== Data to use ==
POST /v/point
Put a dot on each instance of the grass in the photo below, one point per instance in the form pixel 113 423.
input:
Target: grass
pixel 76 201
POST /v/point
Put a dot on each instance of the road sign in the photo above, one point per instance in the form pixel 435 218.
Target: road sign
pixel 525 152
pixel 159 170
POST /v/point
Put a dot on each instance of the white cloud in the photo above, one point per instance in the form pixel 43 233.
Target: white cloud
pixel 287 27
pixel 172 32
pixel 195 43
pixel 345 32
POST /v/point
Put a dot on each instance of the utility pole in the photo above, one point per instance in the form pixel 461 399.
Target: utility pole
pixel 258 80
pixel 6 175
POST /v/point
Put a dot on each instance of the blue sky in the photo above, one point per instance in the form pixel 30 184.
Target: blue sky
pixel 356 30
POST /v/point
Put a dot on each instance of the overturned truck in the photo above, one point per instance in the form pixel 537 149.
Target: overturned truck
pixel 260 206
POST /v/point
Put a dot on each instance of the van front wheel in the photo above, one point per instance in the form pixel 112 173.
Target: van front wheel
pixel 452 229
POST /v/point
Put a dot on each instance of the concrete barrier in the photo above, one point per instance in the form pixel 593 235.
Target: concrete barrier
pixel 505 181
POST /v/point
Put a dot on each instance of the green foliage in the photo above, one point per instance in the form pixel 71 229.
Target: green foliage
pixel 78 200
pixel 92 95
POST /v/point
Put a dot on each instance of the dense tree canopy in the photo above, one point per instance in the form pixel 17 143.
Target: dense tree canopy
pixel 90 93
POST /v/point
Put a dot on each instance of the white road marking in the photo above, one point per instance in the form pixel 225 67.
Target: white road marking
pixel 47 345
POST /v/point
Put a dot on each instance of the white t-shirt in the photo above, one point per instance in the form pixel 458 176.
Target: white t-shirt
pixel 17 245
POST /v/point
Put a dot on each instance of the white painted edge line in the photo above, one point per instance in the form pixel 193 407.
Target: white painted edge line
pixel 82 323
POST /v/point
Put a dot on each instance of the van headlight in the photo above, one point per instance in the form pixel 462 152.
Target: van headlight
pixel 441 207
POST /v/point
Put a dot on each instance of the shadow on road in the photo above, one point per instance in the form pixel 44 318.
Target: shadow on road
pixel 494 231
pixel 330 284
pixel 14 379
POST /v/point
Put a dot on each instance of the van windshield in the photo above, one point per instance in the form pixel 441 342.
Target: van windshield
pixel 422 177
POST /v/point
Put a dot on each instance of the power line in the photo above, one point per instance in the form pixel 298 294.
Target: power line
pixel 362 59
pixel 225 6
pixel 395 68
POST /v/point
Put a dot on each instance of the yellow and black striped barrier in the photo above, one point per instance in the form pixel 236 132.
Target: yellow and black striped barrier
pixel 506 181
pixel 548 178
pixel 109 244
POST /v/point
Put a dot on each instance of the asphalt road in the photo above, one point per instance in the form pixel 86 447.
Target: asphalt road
===
Written exercise: Write out all of the material above again, swapping every "Put a dot on" for "Mark" and leaving everything else as it is.

Task solution:
POST /v/point
Mark each instance of the grass in the photo below, one point per instance in the form pixel 113 423.
input:
Target: grass
pixel 76 201
POST /v/point
Mark each instance of the road sign in the photo above, one point per instance in the form pixel 435 218.
Target: road sign
pixel 525 152
pixel 159 170
POST /v/point
Mark each instance of the white cloud in the photo above, one point per instance in the form pixel 43 233.
Target: white cloud
pixel 287 27
pixel 172 32
pixel 195 43
pixel 345 32
POST /v/point
Mark each instance of the utility pole in the photo above, one point per instance in the form pixel 461 399.
Target: utility pole
pixel 258 80
pixel 6 175
POST /v/point
Mark each instance of the blue sky in the photo above, one point per instance in the form pixel 30 184.
Target: blue sky
pixel 356 30
POST /v/point
Mark each instance of the overturned truck in the photo above, one point per instance in the form pixel 537 149.
Target: overturned truck
pixel 260 206
POST /v/point
Mark each instance of the van front wheel in the photo above, one point per instance in the form pixel 112 173.
Target: van front wheel
pixel 452 229
POST /v/point
Mark each instance of the concrete barrier in the photo above, one point per instance in the form pixel 593 235.
Target: concrete barrier
pixel 505 181
POST /v/point
Mark each instance of the green foliage in the photo above, one point per instance in the form pixel 71 229.
Target: green foliage
pixel 78 200
pixel 92 95
POST /v/point
Mark each instance of the dense tree canopy in the photo above, one point per instance in the form pixel 17 143.
Target: dense tree canopy
pixel 90 93
POST /v/point
Mark each instance of the white road marking in the photo above, one point per instance in the form pixel 225 67.
Target: white road marking
pixel 47 345
POST /v/point
Mark each instance of the white t-shirt in the photo above, one point per instance in the form pixel 458 176.
Target: white t-shirt
pixel 17 245
POST /v/point
Mark each instance of the white painted edge line in the photo above, one point per instance in the form pixel 193 407.
Target: white painted edge line
pixel 82 323
POST /v/point
Mark each instance of the van headlight in the photo above, one point per instance in the form pixel 462 152.
Target: van headlight
pixel 441 207
POST /v/point
Mark each instance of the shadow on road in the photo above, one point per instance in the form pixel 44 318.
Target: shadow on road
pixel 494 231
pixel 330 284
pixel 14 379
POST /v/point
Mark each instance of the van windshield in the photo above, one point per instance in the form pixel 441 342.
Target: van windshield
pixel 422 177
POST /v/point
Mark each instance of the power line in the photo above, one point per instance in the form pixel 298 294.
Target: power line
pixel 362 59
pixel 225 6
pixel 395 68
POST /v/point
Mark each instance of the yellow and black striped barrier in the photo above, one point per instance in the form pixel 236 132.
Target: yellow and black striped barrier
pixel 506 181
pixel 548 178
pixel 109 244
POST /v/point
Mark each instance of the asphalt road in the photo above, one point per instance in the form pixel 86 447.
Target: asphalt road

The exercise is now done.